* start PAGE EXTRACT *

## Thomas' Calculus 13th Edition

$$\frac{{dy}}{{d\theta }} = \sqrt {\theta + 3} \sin \theta \left( {\frac{1}{{2\left( {\theta + 3} \right)}} + \cot \theta } \right)$$
\eqalign{ & y = \sqrt {\theta + 3} \sin \theta \cr & {\text{Take the natural logarithm of both sides:}} \cr & {\text{Use the properties of logarithms}} \cr & \ln y = \ln \left( {\sqrt {\theta + 3} \sin \theta } \right) \cr & {\text{product rule:}} \cr & \ln y = \ln \left( {\sqrt {\theta + 3} } \right) + \ln \left( {\sin \theta } \right) \cr & {\text{power rule:}} \cr & \ln y = \frac{1}{2}\ln \left( {\theta + 3} \right) + \ln \left( {\sin \theta } \right) \cr & {\text{Take derivatives of both sides with respect to }}\theta \cr & \frac{1}{y}\frac{{dy}}{{d\theta }} = \frac{1}{2}\frac{d}{{d\theta }}\left( {\ln \left( {\theta + 3} \right)} \right) + \frac{d}{{d\theta }}\left( {\ln \left( {\sin \theta } \right)} \right) \cr & \frac{1}{y}\frac{{dy}}{{d\theta }} = \frac{1}{2}\left( {\frac{1}{{\theta + 3}}} \right) + \frac{{\cos \theta }}{{\sin \theta }} \cr & {\text{solve for }}\frac{{dy}}{{d\theta }} \cr & \frac{{dy}}{{d\theta }} = y\left( {\frac{1}{{2\left( {\theta + 3} \right)}} + \frac{{\cos \theta }}{{\sin \theta }}} \right) \cr & {\text{substitute }}\sqrt {\theta + 3} \sin \theta {\text{ for }}y{\text{ }} \cr & \frac{{dy}}{{d\theta }} = \sqrt {\theta + 3} \sin \theta \left( {\frac{1}{{2\left( {\theta + 3} \right)}} + \cot \theta } \right) \cr}

* end PAGE EXTRACT *

§ **WRITTEN EXERCISE A**:
In order, list each step label or rule name written in words in the calculus derivation.
§ **WRITTEN EXERCISE B**:
Extract the rows word for word, starting at the line that contains "Annotation task: tag one point per instance of the grey" and stopping at the last line of the rows.
The rows are unrelated to the calculus derivation.

* start DATA FOR THIS EXERCISE *

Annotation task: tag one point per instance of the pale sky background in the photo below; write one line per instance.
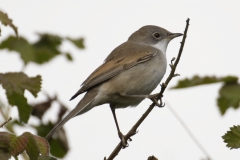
(212, 48)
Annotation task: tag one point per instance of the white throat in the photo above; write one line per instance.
(162, 45)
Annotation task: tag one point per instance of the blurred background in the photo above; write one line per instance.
(211, 48)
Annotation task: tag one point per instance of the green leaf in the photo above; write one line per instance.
(196, 80)
(33, 145)
(21, 46)
(46, 158)
(58, 148)
(7, 22)
(46, 48)
(42, 51)
(69, 56)
(77, 42)
(232, 137)
(15, 84)
(229, 96)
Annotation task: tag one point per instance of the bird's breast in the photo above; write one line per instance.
(141, 79)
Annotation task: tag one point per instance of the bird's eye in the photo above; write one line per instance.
(157, 35)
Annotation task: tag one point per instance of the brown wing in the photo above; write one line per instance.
(117, 65)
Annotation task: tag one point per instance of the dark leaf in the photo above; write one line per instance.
(8, 22)
(33, 145)
(58, 144)
(15, 85)
(40, 108)
(69, 56)
(46, 158)
(232, 137)
(4, 155)
(196, 80)
(78, 42)
(229, 96)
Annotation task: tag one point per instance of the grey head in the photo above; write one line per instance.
(153, 35)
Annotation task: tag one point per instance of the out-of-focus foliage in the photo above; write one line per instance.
(7, 22)
(196, 81)
(232, 137)
(229, 96)
(43, 50)
(11, 145)
(229, 93)
(15, 84)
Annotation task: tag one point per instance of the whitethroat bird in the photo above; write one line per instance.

* end DATA FOR THIS EXERCISE *

§ **FINAL ANSWER A**:
1. Take the natural logarithm of both sides
2. Use the properties of logarithms
3. product rule
4. power rule
5. Take derivatives of both sides with respect to θ
6. solve for dy/dθ
7. substitute √(θ + 3) sin θ for y

§ **FINAL ANSWER B**:
Annotation task: tag one point per instance of the grey head in the photo above; write one line per instance.
(153, 35)
Annotation task: tag one point per instance of the out-of-focus foliage in the photo above; write one line per instance.
(7, 22)
(196, 81)
(232, 137)
(229, 96)
(43, 50)
(11, 145)
(229, 93)
(15, 84)
Annotation task: tag one point per instance of the whitethroat bird in the photo above; write one line per instance.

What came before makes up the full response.